+++ Extract provided +++

Prof. Haavard Rue is visiting AIP from June 19 to June 24. He is an author of the famous book on Gaussian Markov Random Field, as well as the famous paper on the INLA method for Bayesian inference of large spatial models. See more details in his webpage (https://www.kaust.edu.sa/en/study/faculty/haavard-rue). If you want to have a one to one meeting, please email me at emtiyaz.khan [at] riken.jp.
Title: Penalising model component complexity: A principled practical approach to constructing priors
Setting prior distributions on model parameters is the act of characterising the nature of our uncertainty and has proven a critical issue in applied Bayesian statistics. Although the prior distribution should ideally encode the users’ uncertainty about the parameters, this level of knowledge transfer seems to be unattainable in practice and applied statisticians are forced to search for a “default” prior. Despite the development of objective priors, which are only available explicitly for a small number of highly restricted model classes, the applied statistician has few practical guidelines to follow when choosing the priors. An easy way out of this dilemma is to re-use prior choices of others, with an appropriate reference. In this talk, I will introduce a new concept for constructing prior distributions. We exploit the natural nested structure inherent to many model components, which defines the model component to be a flexible extension of a base model. Proper priors are defined to penalise the complexity induced by deviating from the simpler base model and are formulated after the input of a user-defined scaling parameter for that model component, both in the univariate and the multivariate case. These priors are invariant to reparameterisations, have a natural connection to Jeffreys’ priors, are designed to support Occam’s razor and seem to have excellent robustness properties, all which are highly desirable and allow us to use this approach to define default prior distributions. Through examples and theoretical results, we demonstrate the appropriateness of this approach and how it can be applied in various situations, like random effect models, spline smoothing, disease mapping, Cox proportional hazard models with time-varying frailty, spatial Gaussian fields and multivariate probit models, etc. Further, we show how to control the overall variance arising from many model components in hierarchical models.

+++ Provided data +++

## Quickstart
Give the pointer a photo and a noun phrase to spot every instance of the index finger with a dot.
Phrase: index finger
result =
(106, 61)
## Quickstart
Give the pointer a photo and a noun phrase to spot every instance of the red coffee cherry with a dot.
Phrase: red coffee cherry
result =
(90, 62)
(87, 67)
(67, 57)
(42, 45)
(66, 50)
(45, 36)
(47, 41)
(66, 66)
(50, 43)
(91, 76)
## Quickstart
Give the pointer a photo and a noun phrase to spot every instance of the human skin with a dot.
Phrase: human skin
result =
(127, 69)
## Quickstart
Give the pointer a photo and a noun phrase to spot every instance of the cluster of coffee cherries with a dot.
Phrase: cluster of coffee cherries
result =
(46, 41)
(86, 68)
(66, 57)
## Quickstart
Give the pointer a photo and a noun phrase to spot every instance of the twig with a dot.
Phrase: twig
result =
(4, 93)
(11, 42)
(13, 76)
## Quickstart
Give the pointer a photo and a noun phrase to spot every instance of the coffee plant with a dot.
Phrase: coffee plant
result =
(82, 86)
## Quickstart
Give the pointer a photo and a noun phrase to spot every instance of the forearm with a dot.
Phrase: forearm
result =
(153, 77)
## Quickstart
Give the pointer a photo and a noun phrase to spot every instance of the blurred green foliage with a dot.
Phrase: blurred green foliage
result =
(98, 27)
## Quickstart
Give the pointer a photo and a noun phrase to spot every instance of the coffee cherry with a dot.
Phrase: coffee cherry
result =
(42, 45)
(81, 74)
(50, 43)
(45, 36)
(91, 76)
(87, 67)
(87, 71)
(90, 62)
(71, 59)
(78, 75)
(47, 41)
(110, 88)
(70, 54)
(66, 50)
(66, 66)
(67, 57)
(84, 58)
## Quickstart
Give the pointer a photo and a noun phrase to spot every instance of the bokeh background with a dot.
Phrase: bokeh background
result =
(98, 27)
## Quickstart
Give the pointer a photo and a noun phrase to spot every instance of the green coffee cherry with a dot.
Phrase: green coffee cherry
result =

+++

# Questions:
1) Answer these about the talk announcement:
(a) Between which dates is Haavard Rue visiting AIP?
(b) What is the title of the talk?
(c) What complexity do the proposed priors penalize?
2) Which situations does the talk announcement name as places where the new approach to constructing priors can be applied?

# Solutions to the tasks:
1)
(a) From June 19 to June 24.
(b) "Penalising model component complexity: A principled practical approach to constructing priors."
(c) The complexity induced by deviating from the simpler base model.

2)
- Random effect models
- Spline smoothing
- Disease mapping
- Cox proportional hazard models with time-varying frailty
- Spatial Gaussian fields
- Multivariate probit models